Input data >>
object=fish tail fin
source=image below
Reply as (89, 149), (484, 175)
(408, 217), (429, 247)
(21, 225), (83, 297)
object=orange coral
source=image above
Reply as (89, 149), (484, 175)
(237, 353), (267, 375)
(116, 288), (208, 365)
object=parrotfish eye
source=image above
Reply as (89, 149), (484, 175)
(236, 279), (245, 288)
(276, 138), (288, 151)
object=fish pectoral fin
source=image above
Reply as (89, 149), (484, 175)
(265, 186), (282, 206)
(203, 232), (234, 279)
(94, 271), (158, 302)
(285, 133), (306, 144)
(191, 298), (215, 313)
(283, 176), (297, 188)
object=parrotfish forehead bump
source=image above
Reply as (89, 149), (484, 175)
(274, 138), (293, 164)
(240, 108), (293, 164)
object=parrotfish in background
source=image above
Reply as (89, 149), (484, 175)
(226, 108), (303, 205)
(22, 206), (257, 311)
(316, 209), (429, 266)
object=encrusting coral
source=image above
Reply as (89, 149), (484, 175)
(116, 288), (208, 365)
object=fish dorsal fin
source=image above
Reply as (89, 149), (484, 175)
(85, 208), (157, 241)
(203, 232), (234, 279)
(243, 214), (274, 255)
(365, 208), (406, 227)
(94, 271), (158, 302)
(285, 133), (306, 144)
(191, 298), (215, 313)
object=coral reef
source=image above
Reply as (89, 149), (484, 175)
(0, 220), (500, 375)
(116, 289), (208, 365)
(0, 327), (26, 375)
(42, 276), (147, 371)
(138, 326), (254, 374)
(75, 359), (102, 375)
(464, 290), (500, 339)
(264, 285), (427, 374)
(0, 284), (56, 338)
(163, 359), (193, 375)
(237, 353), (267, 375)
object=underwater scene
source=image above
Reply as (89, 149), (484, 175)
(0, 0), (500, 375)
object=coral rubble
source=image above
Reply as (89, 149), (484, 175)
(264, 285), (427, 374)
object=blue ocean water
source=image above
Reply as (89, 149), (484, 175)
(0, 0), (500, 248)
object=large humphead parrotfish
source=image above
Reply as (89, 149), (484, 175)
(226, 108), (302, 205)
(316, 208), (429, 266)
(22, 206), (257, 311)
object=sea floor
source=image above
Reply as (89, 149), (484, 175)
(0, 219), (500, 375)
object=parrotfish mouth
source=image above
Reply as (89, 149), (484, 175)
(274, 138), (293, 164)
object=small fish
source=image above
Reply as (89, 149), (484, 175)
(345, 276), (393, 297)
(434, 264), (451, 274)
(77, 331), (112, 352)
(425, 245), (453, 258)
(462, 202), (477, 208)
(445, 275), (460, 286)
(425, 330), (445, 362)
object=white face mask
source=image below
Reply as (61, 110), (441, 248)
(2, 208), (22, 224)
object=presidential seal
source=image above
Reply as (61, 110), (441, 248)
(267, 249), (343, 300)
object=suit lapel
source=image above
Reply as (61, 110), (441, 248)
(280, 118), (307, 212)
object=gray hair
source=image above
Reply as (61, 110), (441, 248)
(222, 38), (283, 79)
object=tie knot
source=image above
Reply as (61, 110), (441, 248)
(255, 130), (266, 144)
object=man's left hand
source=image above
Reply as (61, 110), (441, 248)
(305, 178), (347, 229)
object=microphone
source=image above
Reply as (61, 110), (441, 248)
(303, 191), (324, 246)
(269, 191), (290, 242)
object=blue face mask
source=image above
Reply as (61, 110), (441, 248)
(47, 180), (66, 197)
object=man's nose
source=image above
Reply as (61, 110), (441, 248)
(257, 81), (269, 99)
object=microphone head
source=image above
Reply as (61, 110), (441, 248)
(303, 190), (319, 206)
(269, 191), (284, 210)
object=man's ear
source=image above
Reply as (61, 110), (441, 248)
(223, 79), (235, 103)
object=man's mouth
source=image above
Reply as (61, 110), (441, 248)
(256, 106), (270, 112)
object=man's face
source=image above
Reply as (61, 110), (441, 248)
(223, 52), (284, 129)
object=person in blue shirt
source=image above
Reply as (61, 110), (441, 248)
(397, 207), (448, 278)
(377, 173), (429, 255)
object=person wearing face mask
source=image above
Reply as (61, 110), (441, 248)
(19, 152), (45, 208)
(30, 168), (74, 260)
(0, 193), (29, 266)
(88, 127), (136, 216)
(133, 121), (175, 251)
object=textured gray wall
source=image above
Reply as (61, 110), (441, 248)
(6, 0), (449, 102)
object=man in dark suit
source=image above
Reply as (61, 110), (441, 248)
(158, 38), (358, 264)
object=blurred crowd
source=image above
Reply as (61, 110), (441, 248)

What is expected >> Return all of the material above, line for line, with nothing changed.

Written solution >>
object=fish tail fin
source=image below
Reply as (89, 149), (484, 175)
(408, 217), (429, 247)
(21, 225), (83, 297)
object=orange coral
source=image above
Reply as (89, 149), (484, 175)
(237, 353), (267, 375)
(116, 288), (208, 365)
object=parrotfish eye
source=image above
Reply as (89, 149), (484, 175)
(236, 279), (245, 288)
(276, 138), (288, 151)
object=fish pectoral fin
source=image above
Reply as (89, 149), (484, 175)
(265, 186), (282, 206)
(203, 232), (234, 279)
(94, 271), (158, 302)
(285, 133), (306, 144)
(191, 298), (215, 313)
(283, 176), (297, 188)
object=parrotfish forehead bump
source=image above
Reply as (89, 149), (484, 175)
(274, 138), (293, 164)
(240, 108), (293, 164)
object=parrotfish in background
source=image above
Reply as (89, 149), (484, 175)
(226, 108), (303, 205)
(22, 206), (257, 311)
(316, 209), (429, 266)
object=encrusting coral
source=image above
Reply as (89, 149), (484, 175)
(116, 288), (208, 365)
object=fish dorsal fin
source=image above
Reply as (89, 149), (484, 175)
(85, 208), (157, 241)
(203, 232), (234, 279)
(243, 214), (274, 255)
(365, 208), (406, 227)
(94, 271), (158, 302)
(285, 133), (306, 144)
(191, 298), (215, 313)
object=coral reef
source=image above
Reply as (89, 149), (484, 175)
(0, 220), (500, 375)
(116, 289), (208, 365)
(0, 327), (26, 375)
(42, 276), (147, 371)
(138, 326), (254, 374)
(75, 359), (102, 375)
(464, 290), (500, 339)
(264, 285), (427, 374)
(0, 284), (56, 338)
(163, 359), (193, 375)
(237, 353), (267, 375)
object=underwater scene
source=image above
Reply as (89, 149), (484, 175)
(0, 0), (500, 375)
object=coral rubble
source=image above
Reply as (89, 149), (484, 175)
(264, 285), (427, 374)
object=blue ocean water
source=image above
Reply as (89, 149), (484, 175)
(0, 0), (500, 248)
object=large humphead parrotfish
source=image above
Reply as (89, 149), (484, 175)
(226, 108), (302, 205)
(316, 208), (429, 266)
(22, 206), (257, 311)
object=sea floor
source=image above
Reply as (89, 149), (484, 175)
(0, 219), (500, 375)
object=parrotfish mouth
source=image above
Reply as (89, 149), (484, 175)
(274, 138), (293, 164)
object=small fish
source=image above
Reply as (89, 149), (484, 175)
(345, 276), (393, 297)
(434, 264), (451, 274)
(77, 331), (112, 352)
(425, 245), (453, 258)
(462, 202), (477, 208)
(445, 275), (460, 286)
(425, 330), (445, 362)
object=white face mask
source=image below
Reply as (61, 110), (441, 248)
(2, 208), (22, 224)
object=presidential seal
source=image above
Reply as (61, 110), (441, 248)
(267, 249), (343, 300)
object=suit lapel
source=image above
Reply as (61, 110), (441, 248)
(280, 118), (307, 212)
object=gray hair
source=image above
Reply as (61, 110), (441, 248)
(222, 38), (283, 79)
object=tie knot
source=image above
Reply as (61, 110), (441, 248)
(255, 130), (266, 144)
object=man's left hand
source=image above
Reply as (61, 110), (441, 248)
(305, 178), (347, 229)
object=microphone
source=image above
Reply as (61, 110), (441, 248)
(303, 191), (324, 246)
(269, 191), (290, 242)
object=blue face mask
source=image above
Reply as (61, 110), (441, 248)
(47, 180), (66, 197)
object=man's nose
source=image above
Reply as (61, 110), (441, 248)
(257, 81), (269, 99)
object=microphone head
source=image above
Reply as (61, 110), (441, 248)
(303, 190), (319, 206)
(269, 191), (284, 210)
object=man's ear
source=image above
Reply as (61, 110), (441, 248)
(223, 79), (235, 103)
object=man's mouth
source=image above
Reply as (61, 110), (441, 248)
(256, 106), (270, 112)
object=man's face
source=image above
Reply as (61, 110), (441, 248)
(223, 52), (284, 129)
object=person in blue shirt
source=image above
Reply as (61, 110), (441, 248)
(397, 207), (448, 278)
(377, 173), (429, 255)
object=person wearing face mask
source=image above
Reply as (61, 110), (441, 248)
(19, 152), (45, 208)
(30, 168), (74, 260)
(0, 193), (29, 266)
(88, 127), (136, 216)
(133, 121), (175, 251)
object=textured gray wall
source=image above
Reply as (61, 110), (441, 248)
(6, 0), (449, 102)
object=man in dark suit
source=image above
Reply as (61, 110), (441, 248)
(158, 38), (358, 264)
object=blurred crowd
source=image above
Reply as (61, 110), (441, 248)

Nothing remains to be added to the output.